## Directions for this task
Answer from the text on the syilx/Okanagan people, before the lines:
(a) In what year was the Indian Act imposed?
(b) How many communities make up the Okanagan Nation?
(c) How many businesses operate on Westbank First Nation lands?

## Text segment

The syilx/Okanagan people
Did you know there is a deeply rooted indigenous culture and community in the Kelowna area? Many people, visitors and residents alike, cross over the William R. Bennett Bridge and don't realize they are on First Nations land, as soon as you cross the bridge you are in fact on Westbank First Nation lands. Beyond the lands that Westbank First Nation resides on, the surrounding areas, including Kelowna, are on the land of the traditional, ancestral, and unceded territory of the syilx/Okanagan people.
Have you ever wondered where the word Okanagan comes from? It is a nsyilxcən (en-seal-x-en) word that is used by the local first people to identify the area and themselves. nsyilxcən is the language spoken by the syilx/Okanagan people. The language is embedded deeply in the sacredness of the land, having an oral history, syilx culture, and heritage is designed to be passed down through storytelling. Although the imposition of the Indian Act in 1876 created barriers to maintaining the language, which led to a decline in language speakers in the Nation. There are language champions throughout the territory who are actively working to revitalize nsyilxcən in efforts to ensure it can be shared with future generations. Local governments, operators, and business have worked with language champions to include language and local artwork in their signage and storefront designs. As you travel through the Okanagan, you will notice different dialects of the nsyilxcən and depending on the area it will include a local flare when spoken. As the language is featured throughout the Okanagan there are many opportunities to learn and pick up a few nsyilxcən words. An interesting fact that you may have noticed is that nsyilxcən does not contain capital letters in its written form.
Sensisyusten House of Learning
Westbank First Nation
Westbank First Nation (WFN) is one of eight communities that make up the Okanagan Nation, a traditional territory that extends over 69,000km, ranging from Revelstoke to Washington. A remarkably interesting fact about WFN is that they are self-governing. They are not ruled under the Indian Act, they have their own complex system of laws that allow them to govern their five reserve parcels that total over 5300 acres. This process took place on April 5, 2005 and helps WFN create economic prosperity. There are over 500 thriving businesses operating on WFN lands, making the community a very desirable place to live and visit.

## Entries supplied

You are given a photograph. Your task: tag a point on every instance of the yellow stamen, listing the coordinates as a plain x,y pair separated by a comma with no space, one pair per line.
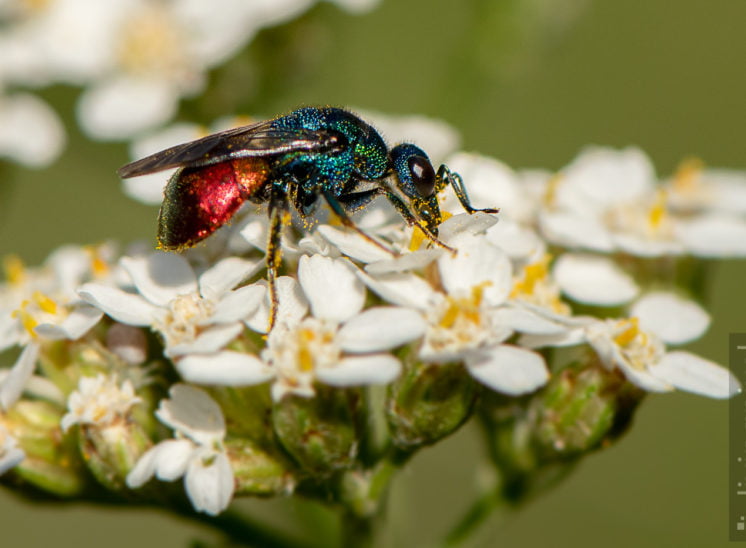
688,173
45,303
305,355
99,266
15,272
28,322
657,213
533,274
630,333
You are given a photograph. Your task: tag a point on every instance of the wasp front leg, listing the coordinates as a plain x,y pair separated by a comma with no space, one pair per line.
445,177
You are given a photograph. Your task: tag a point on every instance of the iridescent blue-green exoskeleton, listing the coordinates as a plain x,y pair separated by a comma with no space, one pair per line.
294,159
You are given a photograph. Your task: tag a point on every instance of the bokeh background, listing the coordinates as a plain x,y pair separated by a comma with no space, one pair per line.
529,82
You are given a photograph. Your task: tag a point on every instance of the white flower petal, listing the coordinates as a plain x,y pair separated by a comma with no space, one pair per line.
172,458
508,369
225,275
381,328
689,372
209,483
333,289
30,132
292,305
224,368
192,412
80,320
209,340
674,319
526,320
593,280
478,262
714,236
575,231
168,459
122,106
161,277
361,370
407,261
238,304
124,307
353,244
13,384
401,289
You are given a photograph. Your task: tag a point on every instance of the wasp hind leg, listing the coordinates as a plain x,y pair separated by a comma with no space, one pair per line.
354,202
279,216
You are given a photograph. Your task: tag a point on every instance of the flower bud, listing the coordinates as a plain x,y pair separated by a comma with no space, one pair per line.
259,472
428,402
320,432
52,461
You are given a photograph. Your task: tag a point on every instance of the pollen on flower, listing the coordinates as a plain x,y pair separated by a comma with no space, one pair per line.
28,321
535,286
15,271
297,353
460,321
639,348
649,219
100,401
45,303
183,318
99,266
151,43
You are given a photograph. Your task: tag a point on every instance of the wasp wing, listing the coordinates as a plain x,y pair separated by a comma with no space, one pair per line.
260,139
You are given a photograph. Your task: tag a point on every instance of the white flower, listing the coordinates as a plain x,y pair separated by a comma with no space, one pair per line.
643,359
593,279
464,323
30,131
697,189
99,401
193,314
339,345
197,453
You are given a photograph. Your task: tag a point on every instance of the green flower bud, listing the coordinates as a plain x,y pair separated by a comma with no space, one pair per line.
428,402
52,461
111,451
581,409
259,472
320,432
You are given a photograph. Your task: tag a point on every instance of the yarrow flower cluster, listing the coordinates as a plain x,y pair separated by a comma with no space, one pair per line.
134,59
422,336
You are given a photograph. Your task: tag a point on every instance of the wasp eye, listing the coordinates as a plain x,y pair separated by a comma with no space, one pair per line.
423,175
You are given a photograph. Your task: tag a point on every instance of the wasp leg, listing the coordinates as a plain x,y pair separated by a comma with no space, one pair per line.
411,220
445,176
279,216
339,209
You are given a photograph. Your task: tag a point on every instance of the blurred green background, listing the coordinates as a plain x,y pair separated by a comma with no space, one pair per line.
529,82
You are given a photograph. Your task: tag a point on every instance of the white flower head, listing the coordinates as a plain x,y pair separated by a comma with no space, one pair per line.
338,345
463,322
642,358
101,401
193,314
198,453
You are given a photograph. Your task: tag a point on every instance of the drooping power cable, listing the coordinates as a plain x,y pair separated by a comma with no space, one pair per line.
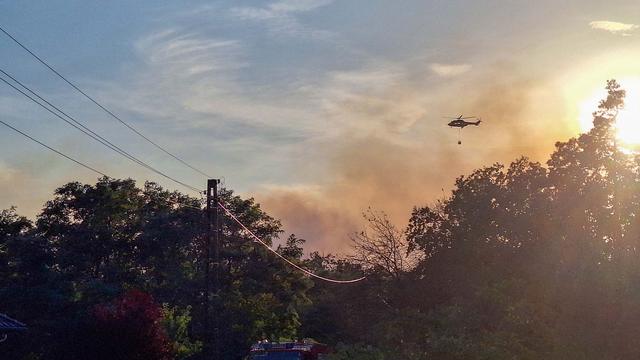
263,243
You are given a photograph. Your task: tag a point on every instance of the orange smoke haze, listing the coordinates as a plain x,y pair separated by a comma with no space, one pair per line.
415,163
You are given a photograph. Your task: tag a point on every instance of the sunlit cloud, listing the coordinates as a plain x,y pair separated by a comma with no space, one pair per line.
449,70
614,27
280,17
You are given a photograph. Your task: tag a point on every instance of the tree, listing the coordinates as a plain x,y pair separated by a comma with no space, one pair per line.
381,247
127,328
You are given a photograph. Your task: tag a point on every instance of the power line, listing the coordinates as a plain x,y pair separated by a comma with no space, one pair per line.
296,266
52,149
78,162
85,130
101,106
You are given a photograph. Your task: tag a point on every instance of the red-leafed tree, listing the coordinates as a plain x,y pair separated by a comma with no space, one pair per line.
129,328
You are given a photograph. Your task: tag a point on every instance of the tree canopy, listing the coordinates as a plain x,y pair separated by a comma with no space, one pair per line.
521,261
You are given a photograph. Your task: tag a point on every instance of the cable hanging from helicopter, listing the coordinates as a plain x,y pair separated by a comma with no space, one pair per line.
461,122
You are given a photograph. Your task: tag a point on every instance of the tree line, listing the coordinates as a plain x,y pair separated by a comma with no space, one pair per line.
520,261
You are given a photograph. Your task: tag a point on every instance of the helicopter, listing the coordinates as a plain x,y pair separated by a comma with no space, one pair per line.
460,122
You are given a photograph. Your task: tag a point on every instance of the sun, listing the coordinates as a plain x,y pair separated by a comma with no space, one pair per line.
628,119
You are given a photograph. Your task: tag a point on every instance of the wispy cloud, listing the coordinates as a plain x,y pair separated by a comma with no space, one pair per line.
614,27
281,17
449,70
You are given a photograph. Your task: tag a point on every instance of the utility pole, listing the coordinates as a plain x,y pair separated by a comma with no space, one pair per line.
213,236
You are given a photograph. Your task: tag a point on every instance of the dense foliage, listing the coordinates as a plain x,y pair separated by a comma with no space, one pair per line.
523,261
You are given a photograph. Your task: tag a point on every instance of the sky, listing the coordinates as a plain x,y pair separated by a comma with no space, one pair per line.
319,109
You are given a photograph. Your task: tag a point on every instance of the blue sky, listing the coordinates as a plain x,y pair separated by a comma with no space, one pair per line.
319,108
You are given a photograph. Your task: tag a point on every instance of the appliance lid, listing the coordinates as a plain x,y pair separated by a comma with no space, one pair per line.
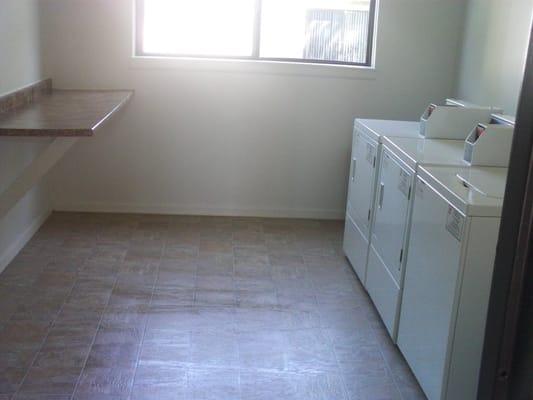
377,128
415,152
475,191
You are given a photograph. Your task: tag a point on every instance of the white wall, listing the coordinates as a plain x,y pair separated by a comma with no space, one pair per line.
19,65
208,138
494,52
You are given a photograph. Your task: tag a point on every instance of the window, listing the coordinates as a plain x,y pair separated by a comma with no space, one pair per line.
318,31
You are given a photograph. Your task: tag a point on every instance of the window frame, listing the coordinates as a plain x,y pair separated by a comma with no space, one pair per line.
139,37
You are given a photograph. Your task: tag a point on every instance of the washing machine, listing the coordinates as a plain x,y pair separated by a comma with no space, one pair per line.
454,231
486,145
439,122
400,158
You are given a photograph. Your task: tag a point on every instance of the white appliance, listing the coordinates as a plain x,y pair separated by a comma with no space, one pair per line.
486,145
366,150
452,245
452,120
387,254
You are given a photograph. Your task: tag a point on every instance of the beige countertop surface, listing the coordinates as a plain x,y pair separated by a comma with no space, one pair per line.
59,112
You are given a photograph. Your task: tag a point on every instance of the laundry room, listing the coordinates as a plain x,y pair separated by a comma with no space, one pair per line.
266,199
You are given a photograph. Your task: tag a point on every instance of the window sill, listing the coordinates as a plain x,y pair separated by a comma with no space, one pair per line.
254,66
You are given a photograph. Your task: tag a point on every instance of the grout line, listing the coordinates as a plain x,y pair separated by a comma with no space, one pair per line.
50,327
97,330
341,376
141,343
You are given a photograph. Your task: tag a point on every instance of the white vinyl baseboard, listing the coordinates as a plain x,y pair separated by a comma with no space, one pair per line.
20,241
172,209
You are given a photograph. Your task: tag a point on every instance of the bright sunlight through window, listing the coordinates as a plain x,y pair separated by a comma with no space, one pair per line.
326,31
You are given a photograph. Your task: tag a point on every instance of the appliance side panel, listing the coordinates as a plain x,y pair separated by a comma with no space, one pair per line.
472,311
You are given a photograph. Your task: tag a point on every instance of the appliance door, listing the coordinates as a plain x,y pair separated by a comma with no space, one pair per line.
355,247
362,177
428,309
391,212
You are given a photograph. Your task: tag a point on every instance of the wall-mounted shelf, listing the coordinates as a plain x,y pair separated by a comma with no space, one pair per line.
40,111
47,112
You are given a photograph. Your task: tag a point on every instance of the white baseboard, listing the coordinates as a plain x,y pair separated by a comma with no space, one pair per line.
20,241
171,209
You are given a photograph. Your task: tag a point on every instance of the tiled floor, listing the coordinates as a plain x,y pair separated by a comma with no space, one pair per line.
159,307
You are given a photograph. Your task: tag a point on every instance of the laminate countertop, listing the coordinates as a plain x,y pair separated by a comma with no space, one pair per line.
58,112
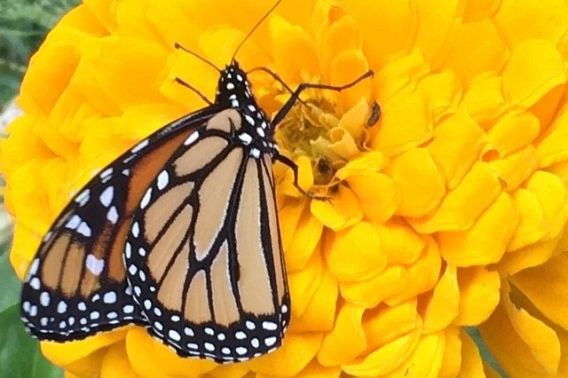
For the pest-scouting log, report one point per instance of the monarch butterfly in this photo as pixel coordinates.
(179, 234)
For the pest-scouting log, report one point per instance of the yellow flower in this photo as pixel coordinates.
(449, 212)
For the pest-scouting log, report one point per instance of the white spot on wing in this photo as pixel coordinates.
(192, 138)
(112, 215)
(163, 179)
(249, 119)
(94, 264)
(83, 197)
(73, 222)
(140, 145)
(146, 199)
(84, 229)
(106, 196)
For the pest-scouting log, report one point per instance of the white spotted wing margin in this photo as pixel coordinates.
(204, 253)
(76, 285)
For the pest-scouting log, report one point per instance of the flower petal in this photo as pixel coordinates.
(466, 56)
(524, 19)
(151, 358)
(486, 241)
(304, 241)
(537, 349)
(341, 211)
(373, 291)
(319, 313)
(347, 339)
(456, 146)
(385, 324)
(451, 364)
(377, 191)
(292, 41)
(544, 285)
(443, 307)
(355, 254)
(400, 243)
(67, 353)
(293, 356)
(463, 205)
(405, 125)
(552, 148)
(535, 68)
(421, 276)
(479, 295)
(471, 365)
(116, 363)
(419, 182)
(304, 284)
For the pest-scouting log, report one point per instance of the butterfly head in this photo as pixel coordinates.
(233, 87)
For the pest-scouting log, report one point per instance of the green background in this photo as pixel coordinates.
(23, 25)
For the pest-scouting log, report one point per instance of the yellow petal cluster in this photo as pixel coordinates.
(449, 212)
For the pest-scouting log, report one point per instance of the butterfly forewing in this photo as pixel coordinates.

## Your solution
(a) 1876
(b) Eight
(c) Over 500